▶ TASK BRIEF:
Scan the entries below for lines holding "shirt". Give the number of such lines alone.

*** Opening PROVIDED RECORDS ***

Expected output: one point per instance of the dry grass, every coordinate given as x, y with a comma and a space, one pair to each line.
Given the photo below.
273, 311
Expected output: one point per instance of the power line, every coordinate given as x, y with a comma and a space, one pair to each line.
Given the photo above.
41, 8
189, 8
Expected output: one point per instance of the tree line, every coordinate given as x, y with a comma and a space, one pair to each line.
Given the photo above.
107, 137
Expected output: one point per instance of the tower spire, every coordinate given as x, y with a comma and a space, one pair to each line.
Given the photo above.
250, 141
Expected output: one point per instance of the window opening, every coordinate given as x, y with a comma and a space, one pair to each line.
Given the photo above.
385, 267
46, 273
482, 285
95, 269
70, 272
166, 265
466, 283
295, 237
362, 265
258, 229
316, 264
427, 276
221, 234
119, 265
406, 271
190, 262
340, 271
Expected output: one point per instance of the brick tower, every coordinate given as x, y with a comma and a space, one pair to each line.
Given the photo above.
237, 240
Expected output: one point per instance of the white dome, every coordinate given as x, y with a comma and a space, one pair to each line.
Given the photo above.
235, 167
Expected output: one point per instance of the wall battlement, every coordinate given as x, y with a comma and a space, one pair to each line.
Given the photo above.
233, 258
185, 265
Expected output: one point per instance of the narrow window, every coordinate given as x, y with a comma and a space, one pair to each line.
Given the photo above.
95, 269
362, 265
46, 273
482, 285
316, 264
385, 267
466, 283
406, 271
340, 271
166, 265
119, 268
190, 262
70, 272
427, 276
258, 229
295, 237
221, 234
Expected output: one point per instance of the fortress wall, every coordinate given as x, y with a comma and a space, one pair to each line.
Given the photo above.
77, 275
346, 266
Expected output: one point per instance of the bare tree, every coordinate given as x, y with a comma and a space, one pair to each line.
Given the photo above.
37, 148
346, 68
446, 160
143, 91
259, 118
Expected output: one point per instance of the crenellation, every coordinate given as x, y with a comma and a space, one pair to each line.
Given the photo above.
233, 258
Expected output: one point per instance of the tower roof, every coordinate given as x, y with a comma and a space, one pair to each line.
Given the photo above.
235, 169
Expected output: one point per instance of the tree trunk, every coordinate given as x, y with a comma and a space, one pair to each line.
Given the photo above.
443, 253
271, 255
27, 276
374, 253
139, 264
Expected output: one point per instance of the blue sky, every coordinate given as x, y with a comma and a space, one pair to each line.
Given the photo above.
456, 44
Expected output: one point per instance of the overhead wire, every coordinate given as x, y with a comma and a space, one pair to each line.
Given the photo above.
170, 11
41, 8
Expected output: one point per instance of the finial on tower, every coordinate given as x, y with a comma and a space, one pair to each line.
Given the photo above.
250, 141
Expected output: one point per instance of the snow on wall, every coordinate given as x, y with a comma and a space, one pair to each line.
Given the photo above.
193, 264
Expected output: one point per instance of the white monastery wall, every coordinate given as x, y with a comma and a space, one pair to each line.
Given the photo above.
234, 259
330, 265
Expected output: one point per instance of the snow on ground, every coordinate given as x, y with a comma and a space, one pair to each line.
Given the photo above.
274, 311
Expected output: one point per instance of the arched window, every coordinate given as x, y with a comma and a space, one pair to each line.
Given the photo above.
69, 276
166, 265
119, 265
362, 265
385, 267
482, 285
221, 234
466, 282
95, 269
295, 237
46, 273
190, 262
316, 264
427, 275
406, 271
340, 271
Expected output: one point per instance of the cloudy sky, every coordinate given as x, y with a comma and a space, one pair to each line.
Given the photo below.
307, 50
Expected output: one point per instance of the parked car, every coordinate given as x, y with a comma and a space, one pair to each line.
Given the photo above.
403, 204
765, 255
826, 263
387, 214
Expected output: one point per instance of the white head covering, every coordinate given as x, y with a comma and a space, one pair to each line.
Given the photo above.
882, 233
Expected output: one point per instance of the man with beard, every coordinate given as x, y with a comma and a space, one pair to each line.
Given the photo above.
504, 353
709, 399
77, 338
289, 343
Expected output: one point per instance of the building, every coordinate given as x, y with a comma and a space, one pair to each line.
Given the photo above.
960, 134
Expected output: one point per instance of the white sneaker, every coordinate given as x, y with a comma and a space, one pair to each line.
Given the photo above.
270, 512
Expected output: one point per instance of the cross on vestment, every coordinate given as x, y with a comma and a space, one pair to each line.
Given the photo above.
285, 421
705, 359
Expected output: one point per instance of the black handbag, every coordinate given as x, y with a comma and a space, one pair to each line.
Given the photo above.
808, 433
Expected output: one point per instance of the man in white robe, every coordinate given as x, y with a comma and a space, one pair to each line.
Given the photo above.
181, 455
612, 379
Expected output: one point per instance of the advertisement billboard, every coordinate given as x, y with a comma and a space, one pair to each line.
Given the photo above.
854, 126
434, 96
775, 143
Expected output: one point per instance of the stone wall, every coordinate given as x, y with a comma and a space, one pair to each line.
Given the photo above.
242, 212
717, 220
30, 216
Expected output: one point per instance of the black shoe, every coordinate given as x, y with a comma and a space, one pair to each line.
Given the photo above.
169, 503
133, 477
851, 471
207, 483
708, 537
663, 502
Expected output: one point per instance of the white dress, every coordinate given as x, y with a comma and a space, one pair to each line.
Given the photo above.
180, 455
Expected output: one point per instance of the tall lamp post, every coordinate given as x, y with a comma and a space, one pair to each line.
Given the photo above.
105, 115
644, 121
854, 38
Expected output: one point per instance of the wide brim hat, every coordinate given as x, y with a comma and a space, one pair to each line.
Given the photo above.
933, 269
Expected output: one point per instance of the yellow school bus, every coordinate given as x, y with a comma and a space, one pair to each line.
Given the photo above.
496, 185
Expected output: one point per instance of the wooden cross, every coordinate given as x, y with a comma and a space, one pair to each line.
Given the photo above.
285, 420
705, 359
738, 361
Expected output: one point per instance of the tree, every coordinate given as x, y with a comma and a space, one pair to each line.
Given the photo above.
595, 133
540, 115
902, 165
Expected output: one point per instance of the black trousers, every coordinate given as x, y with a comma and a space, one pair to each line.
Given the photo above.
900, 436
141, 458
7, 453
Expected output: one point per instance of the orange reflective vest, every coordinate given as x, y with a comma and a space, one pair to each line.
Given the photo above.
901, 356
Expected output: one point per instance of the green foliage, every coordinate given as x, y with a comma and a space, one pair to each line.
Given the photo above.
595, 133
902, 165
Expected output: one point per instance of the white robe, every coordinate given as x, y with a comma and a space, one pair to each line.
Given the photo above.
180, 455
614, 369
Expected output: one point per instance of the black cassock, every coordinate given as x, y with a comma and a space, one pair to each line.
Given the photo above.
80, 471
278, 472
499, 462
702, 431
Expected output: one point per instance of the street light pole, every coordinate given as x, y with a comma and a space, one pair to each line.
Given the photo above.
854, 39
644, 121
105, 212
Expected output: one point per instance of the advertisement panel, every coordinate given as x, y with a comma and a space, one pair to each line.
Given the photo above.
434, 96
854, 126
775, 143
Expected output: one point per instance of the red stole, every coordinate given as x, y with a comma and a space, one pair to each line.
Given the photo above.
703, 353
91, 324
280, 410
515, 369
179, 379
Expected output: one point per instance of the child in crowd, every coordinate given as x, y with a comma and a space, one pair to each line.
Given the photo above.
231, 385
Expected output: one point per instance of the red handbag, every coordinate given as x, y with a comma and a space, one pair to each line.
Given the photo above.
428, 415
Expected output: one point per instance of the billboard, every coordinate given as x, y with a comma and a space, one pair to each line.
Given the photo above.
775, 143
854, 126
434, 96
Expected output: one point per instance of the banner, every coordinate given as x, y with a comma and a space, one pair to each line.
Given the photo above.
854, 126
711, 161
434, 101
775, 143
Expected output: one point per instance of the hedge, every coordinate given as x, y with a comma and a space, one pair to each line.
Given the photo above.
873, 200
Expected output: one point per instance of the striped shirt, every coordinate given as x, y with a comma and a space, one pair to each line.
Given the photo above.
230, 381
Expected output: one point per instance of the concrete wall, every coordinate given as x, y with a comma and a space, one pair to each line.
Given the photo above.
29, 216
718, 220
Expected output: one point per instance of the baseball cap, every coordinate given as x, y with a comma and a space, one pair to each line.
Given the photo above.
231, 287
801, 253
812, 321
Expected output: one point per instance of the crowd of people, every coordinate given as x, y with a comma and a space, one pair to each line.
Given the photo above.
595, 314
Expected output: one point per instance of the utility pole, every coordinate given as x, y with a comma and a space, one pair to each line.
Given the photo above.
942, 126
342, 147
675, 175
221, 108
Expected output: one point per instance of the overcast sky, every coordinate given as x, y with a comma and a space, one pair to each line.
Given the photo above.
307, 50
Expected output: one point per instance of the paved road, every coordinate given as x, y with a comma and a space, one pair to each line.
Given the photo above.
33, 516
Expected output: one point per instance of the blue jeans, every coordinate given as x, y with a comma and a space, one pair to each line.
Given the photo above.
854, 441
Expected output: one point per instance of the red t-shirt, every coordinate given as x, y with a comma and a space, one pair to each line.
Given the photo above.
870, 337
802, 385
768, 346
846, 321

*** Closing PROVIDED RECORDS ***

▶ WRITTEN SOLUTION:
2